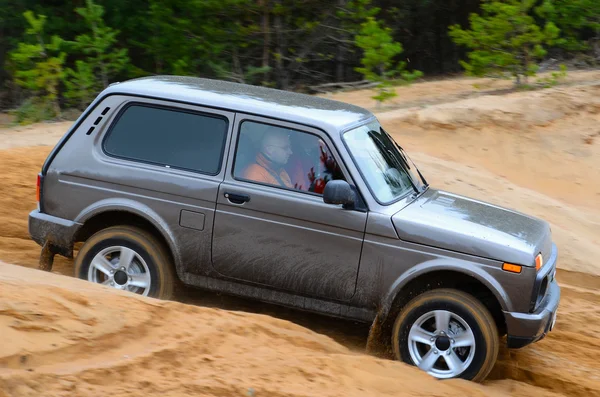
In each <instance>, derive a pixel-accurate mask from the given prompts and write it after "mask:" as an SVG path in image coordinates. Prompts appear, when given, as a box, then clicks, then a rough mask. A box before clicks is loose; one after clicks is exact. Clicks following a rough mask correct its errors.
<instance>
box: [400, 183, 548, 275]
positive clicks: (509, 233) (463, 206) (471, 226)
mask: <svg viewBox="0 0 600 397" xmlns="http://www.w3.org/2000/svg"><path fill="white" fill-rule="evenodd" d="M392 222H393V224H394V227H395V229H396V231H397V232H398V236H399V237H400V239H402V240H404V241H408V242H412V243H417V244H423V245H427V246H433V247H437V248H442V249H447V250H451V251H457V252H462V253H465V254H470V255H476V256H481V257H485V258H489V259H495V260H498V261H503V262H510V263H515V264H519V265H523V266H534V265H535V257H536V255H537V254H538V253H540V252H541V253H542V255H543V257H544V258H548V257H549V256H550V252H551V250H552V237H551V233H550V226H549V224H548V223H547V222H545V221H543V220H540V219H537V218H534V217H531V216H528V215H525V214H522V213H519V212H516V211H513V210H510V209H506V208H502V207H498V206H495V205H492V204H489V203H485V202H482V201H478V200H473V199H470V198H468V197H464V196H460V195H456V194H452V193H448V192H444V191H441V190H436V189H432V188H429V189H428V190H427V191H426V192H425V193H424V194H423V195H421V196H420V197H419V198H418V199H417V200H415V201H414V202H413V203H411V204H410V205H408V206H406V207H405V208H404V209H402V210H401V211H399V212H398V213H396V214H395V215H393V216H392Z"/></svg>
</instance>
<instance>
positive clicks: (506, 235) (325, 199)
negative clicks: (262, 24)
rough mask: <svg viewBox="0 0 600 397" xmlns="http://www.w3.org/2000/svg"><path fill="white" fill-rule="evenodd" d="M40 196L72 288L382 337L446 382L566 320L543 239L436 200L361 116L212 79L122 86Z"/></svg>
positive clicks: (352, 112) (550, 257)
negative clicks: (555, 324) (347, 325)
mask: <svg viewBox="0 0 600 397" xmlns="http://www.w3.org/2000/svg"><path fill="white" fill-rule="evenodd" d="M38 188H39V192H38V193H39V204H38V208H37V209H36V210H34V211H33V212H31V214H30V217H29V231H30V234H31V236H32V238H33V239H34V240H35V241H36V242H37V243H39V244H40V245H41V246H42V250H41V252H42V253H41V257H40V267H41V268H44V269H50V268H51V266H52V261H53V258H54V255H56V254H60V255H62V256H66V257H73V256H76V258H75V276H76V277H79V278H82V279H85V280H88V281H90V282H93V283H99V284H103V285H105V286H107V287H112V288H116V289H120V290H125V291H130V292H131V293H136V294H141V295H146V296H150V297H155V298H160V299H169V298H170V297H171V296H172V293H173V290H174V285H175V284H177V283H179V282H181V283H183V284H186V285H190V286H195V287H200V288H204V289H208V290H213V291H220V292H224V293H229V294H235V295H239V296H243V297H247V298H252V299H257V300H261V301H266V302H272V303H276V304H280V305H287V306H292V307H296V308H300V309H303V310H309V311H313V312H318V313H322V314H326V315H330V316H336V317H341V318H347V319H353V320H360V321H364V322H369V323H372V328H371V329H372V332H373V334H375V333H376V334H377V335H376V336H373V335H371V337H376V340H377V341H381V342H387V346H388V347H389V351H392V352H393V354H395V357H396V358H397V359H398V360H402V361H404V362H407V363H409V364H412V365H415V366H418V367H419V368H420V369H422V370H423V371H426V372H428V373H429V374H431V375H433V376H434V377H437V378H454V377H460V378H465V379H471V380H476V381H479V380H482V379H484V378H485V377H486V375H487V374H488V373H489V371H490V370H491V368H492V366H493V365H494V362H495V360H496V357H497V354H498V348H499V345H500V341H501V340H506V343H507V344H508V347H509V348H520V347H523V346H525V345H527V344H529V343H531V342H535V341H537V340H539V339H541V338H543V337H544V336H545V335H546V334H547V332H549V331H550V330H552V328H553V326H554V322H555V319H556V310H557V307H558V303H559V298H560V289H559V286H558V284H557V282H556V280H555V272H556V259H557V250H556V247H555V245H554V243H553V241H552V237H551V232H550V227H549V225H548V223H546V222H544V221H542V220H539V219H536V218H533V217H530V216H527V215H524V214H521V213H518V212H515V211H512V210H509V209H505V208H500V207H498V206H495V205H491V204H487V203H484V202H481V201H477V200H472V199H469V198H466V197H462V196H459V195H456V194H452V193H448V192H444V191H441V190H437V189H434V188H433V187H430V186H429V185H428V184H427V182H426V180H425V178H424V176H423V175H422V173H421V172H419V170H418V169H417V167H416V166H415V165H414V163H413V162H412V161H411V160H410V159H409V157H408V156H407V154H406V153H405V152H404V150H403V149H402V148H401V147H400V146H399V145H398V144H397V143H395V142H394V140H393V139H392V138H391V137H390V135H389V134H388V133H387V132H386V131H385V130H384V129H383V128H382V127H381V125H380V124H379V122H378V120H377V119H376V117H375V116H374V115H373V114H372V113H370V112H368V111H366V110H365V109H362V108H360V107H356V106H351V105H348V104H344V103H340V102H336V101H331V100H327V99H323V98H318V97H313V96H309V95H302V94H298V93H292V92H285V91H279V90H274V89H267V88H263V87H255V86H249V85H242V84H236V83H230V82H223V81H213V80H205V79H199V78H188V77H186V78H183V77H168V76H158V77H151V78H142V79H136V80H130V81H126V82H122V83H117V84H113V85H111V86H110V87H108V88H107V89H105V90H104V91H103V92H102V93H100V95H99V96H98V97H97V98H96V99H95V100H94V101H93V103H91V105H90V106H89V107H88V109H87V110H86V111H85V112H84V113H83V114H82V115H81V117H80V118H79V119H78V120H77V121H76V122H75V123H74V125H73V127H72V128H71V129H70V130H69V131H68V132H67V133H66V134H65V136H64V137H63V138H62V139H61V140H60V142H59V143H58V144H57V145H56V147H55V148H54V150H53V151H52V152H51V154H50V155H49V157H48V158H47V160H46V162H45V164H44V165H43V168H42V170H41V172H40V174H39V176H38ZM77 243H82V245H81V248H80V249H78V250H75V249H74V246H75V244H77ZM77 246H79V244H77ZM75 251H77V255H75V254H74V252H75ZM375 330H377V331H375ZM505 335H506V339H504V336H505ZM378 345H381V343H378Z"/></svg>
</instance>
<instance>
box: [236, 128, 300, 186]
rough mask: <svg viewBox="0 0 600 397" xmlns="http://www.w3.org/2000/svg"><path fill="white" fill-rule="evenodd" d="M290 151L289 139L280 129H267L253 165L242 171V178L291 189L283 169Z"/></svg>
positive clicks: (256, 155) (290, 183) (263, 137)
mask: <svg viewBox="0 0 600 397" xmlns="http://www.w3.org/2000/svg"><path fill="white" fill-rule="evenodd" d="M291 155H292V149H291V145H290V138H289V136H288V134H287V133H285V132H284V131H283V130H282V129H280V128H276V127H269V129H267V131H265V133H264V135H263V137H262V140H261V145H260V152H258V153H257V155H256V159H255V162H254V164H250V165H249V166H248V168H246V170H245V171H244V178H246V179H249V180H252V181H255V182H259V183H266V184H269V185H275V186H281V187H287V188H292V187H293V185H292V182H291V181H290V177H289V175H288V173H287V172H286V171H285V169H284V168H283V167H284V166H285V165H286V164H287V162H288V160H289V158H290V156H291Z"/></svg>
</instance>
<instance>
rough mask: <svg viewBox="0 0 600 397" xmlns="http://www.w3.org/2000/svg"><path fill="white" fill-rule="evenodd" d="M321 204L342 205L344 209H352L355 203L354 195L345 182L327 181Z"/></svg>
mask: <svg viewBox="0 0 600 397" xmlns="http://www.w3.org/2000/svg"><path fill="white" fill-rule="evenodd" d="M323 202H325V204H342V206H343V208H344V209H352V208H354V203H355V202H356V193H355V192H354V190H352V187H351V186H350V184H349V183H348V182H346V181H343V180H335V181H329V182H327V184H326V185H325V190H324V191H323Z"/></svg>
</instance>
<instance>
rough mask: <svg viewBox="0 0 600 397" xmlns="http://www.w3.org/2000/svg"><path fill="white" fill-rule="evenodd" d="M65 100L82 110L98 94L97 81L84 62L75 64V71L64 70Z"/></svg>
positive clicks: (93, 74)
mask: <svg viewBox="0 0 600 397" xmlns="http://www.w3.org/2000/svg"><path fill="white" fill-rule="evenodd" d="M66 73H67V75H66V79H65V86H66V91H65V94H64V95H65V98H66V99H67V100H68V102H69V104H70V105H71V106H73V107H75V108H79V109H80V110H83V109H84V108H85V107H87V105H89V103H90V102H91V101H92V100H93V99H94V96H95V95H96V94H97V93H98V89H99V88H98V80H97V78H96V76H95V75H94V70H93V67H92V65H91V64H90V63H87V62H84V61H77V62H75V69H71V68H68V69H67V70H66Z"/></svg>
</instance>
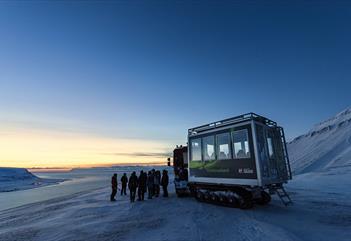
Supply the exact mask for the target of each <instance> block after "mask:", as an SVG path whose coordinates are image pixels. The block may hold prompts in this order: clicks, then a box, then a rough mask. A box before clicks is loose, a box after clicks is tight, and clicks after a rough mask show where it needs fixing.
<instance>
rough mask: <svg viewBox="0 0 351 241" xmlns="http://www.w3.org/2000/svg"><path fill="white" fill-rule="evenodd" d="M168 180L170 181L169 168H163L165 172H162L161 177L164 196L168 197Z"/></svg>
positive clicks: (163, 195)
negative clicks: (165, 169) (168, 173)
mask: <svg viewBox="0 0 351 241" xmlns="http://www.w3.org/2000/svg"><path fill="white" fill-rule="evenodd" d="M168 182H169V178H168V173H167V170H163V172H162V179H161V185H162V189H163V196H164V197H168V190H167V188H168Z"/></svg>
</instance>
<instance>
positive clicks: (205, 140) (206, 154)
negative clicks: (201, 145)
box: [202, 136, 216, 161]
mask: <svg viewBox="0 0 351 241" xmlns="http://www.w3.org/2000/svg"><path fill="white" fill-rule="evenodd" d="M202 144H203V149H202V152H203V157H204V161H211V160H215V159H216V157H215V149H214V136H206V137H203V138H202Z"/></svg>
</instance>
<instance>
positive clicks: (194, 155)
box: [191, 138, 201, 161]
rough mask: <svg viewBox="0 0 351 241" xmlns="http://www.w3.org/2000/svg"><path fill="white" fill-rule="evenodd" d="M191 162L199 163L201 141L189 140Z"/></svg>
mask: <svg viewBox="0 0 351 241" xmlns="http://www.w3.org/2000/svg"><path fill="white" fill-rule="evenodd" d="M191 161H201V139H200V138H199V139H194V140H191Z"/></svg>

--------------------

WHAT TO WORK ON. After locating the line with "negative clicks: (165, 169) (168, 173)", please repeat it and every line after it exactly, through the end of the data above.

SOLUTION.
negative clicks: (165, 169) (168, 173)
mask: <svg viewBox="0 0 351 241" xmlns="http://www.w3.org/2000/svg"><path fill="white" fill-rule="evenodd" d="M168 182H169V178H168V173H167V170H163V172H162V179H161V185H162V189H163V196H164V197H168V190H167V188H168Z"/></svg>
</instance>
<instance>
positive clicks: (205, 140) (206, 154)
negative clicks: (201, 145)
box: [202, 136, 216, 161]
mask: <svg viewBox="0 0 351 241" xmlns="http://www.w3.org/2000/svg"><path fill="white" fill-rule="evenodd" d="M202 144H203V149H202V152H203V157H204V161H211V160H215V159H216V157H215V149H214V136H206V137H203V138H202Z"/></svg>
</instance>
<instance>
positive clicks: (194, 155)
box: [191, 138, 201, 161]
rough mask: <svg viewBox="0 0 351 241" xmlns="http://www.w3.org/2000/svg"><path fill="white" fill-rule="evenodd" d="M191 162L199 163L201 141L189 140Z"/></svg>
mask: <svg viewBox="0 0 351 241" xmlns="http://www.w3.org/2000/svg"><path fill="white" fill-rule="evenodd" d="M191 161H201V139H200V138H199V139H194V140H191Z"/></svg>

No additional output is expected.